→ What to do: Reproduce the lines below verbatim, omitting the pictures.
= = =
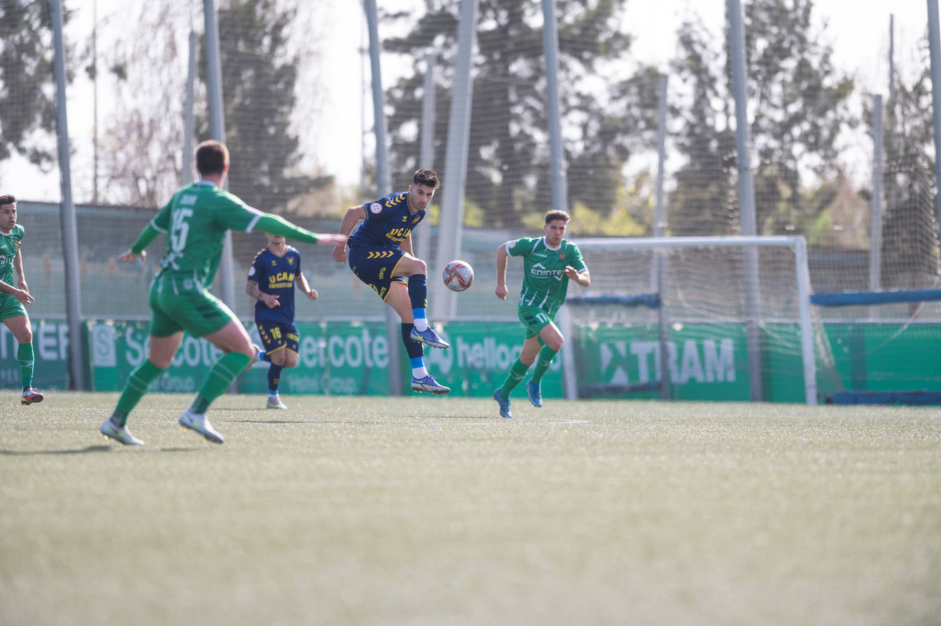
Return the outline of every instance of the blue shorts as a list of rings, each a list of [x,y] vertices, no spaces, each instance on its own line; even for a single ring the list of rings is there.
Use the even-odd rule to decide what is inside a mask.
[[[383,300],[389,297],[392,282],[407,282],[404,276],[392,276],[405,252],[397,248],[357,246],[346,255],[350,269]]]
[[[258,336],[262,338],[265,352],[274,352],[284,347],[297,354],[300,337],[296,326],[267,319],[255,320],[255,326],[258,328]]]

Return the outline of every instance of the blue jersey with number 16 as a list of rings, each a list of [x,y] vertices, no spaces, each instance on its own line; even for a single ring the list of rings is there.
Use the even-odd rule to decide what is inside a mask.
[[[248,268],[248,280],[258,282],[263,294],[277,296],[280,304],[274,309],[262,300],[255,301],[255,321],[272,321],[294,324],[295,318],[295,279],[300,274],[300,252],[288,246],[282,256],[278,256],[267,248],[263,248],[255,255]]]

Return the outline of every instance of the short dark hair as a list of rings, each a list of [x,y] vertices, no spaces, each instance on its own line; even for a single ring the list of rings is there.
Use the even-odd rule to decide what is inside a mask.
[[[218,174],[229,165],[229,149],[215,139],[207,139],[196,147],[196,169],[200,174]]]
[[[412,185],[423,185],[432,189],[441,186],[441,183],[438,180],[438,174],[435,173],[435,170],[424,168],[416,171],[415,175],[412,176]]]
= = =
→ Output:
Return the outline of every instance of the blue shorts as a list of rings, each a list of [x,y] vertices, no spaces, each instance on its own line; even for a single ring the list of rings is there.
Use the even-odd rule to decide what is inside a mask.
[[[383,300],[389,297],[392,282],[407,282],[404,276],[392,276],[405,252],[397,248],[357,246],[346,255],[350,269]]]
[[[258,336],[262,338],[265,352],[274,352],[284,347],[297,354],[300,337],[296,326],[267,319],[255,320],[255,326],[258,328]]]

Return the outline of every instance of the blue jersey with number 16 as a list of rings, each a list of [x,y] vertices, no spaces, each instance on its own line; even for a single ring the list of rings is there.
Use the even-odd rule to decide what is inside a mask.
[[[248,268],[248,280],[258,282],[263,294],[277,296],[280,304],[274,309],[262,300],[255,301],[255,321],[272,321],[294,324],[295,318],[295,279],[300,274],[300,252],[288,246],[282,256],[278,256],[267,248],[263,248],[255,255]]]

Return the outline of every instance of the short dark hair as a list of rings, each a list of [x,y] vertices, no spaces, each instance on its own line; even for a single ring the list of rings is there.
Use the even-odd rule to decide what is inside a mask.
[[[218,174],[229,165],[229,149],[215,139],[207,139],[196,147],[196,169],[200,174]]]
[[[412,185],[423,185],[432,189],[441,186],[441,183],[438,180],[438,174],[435,173],[435,170],[424,168],[416,171],[415,175],[412,176]]]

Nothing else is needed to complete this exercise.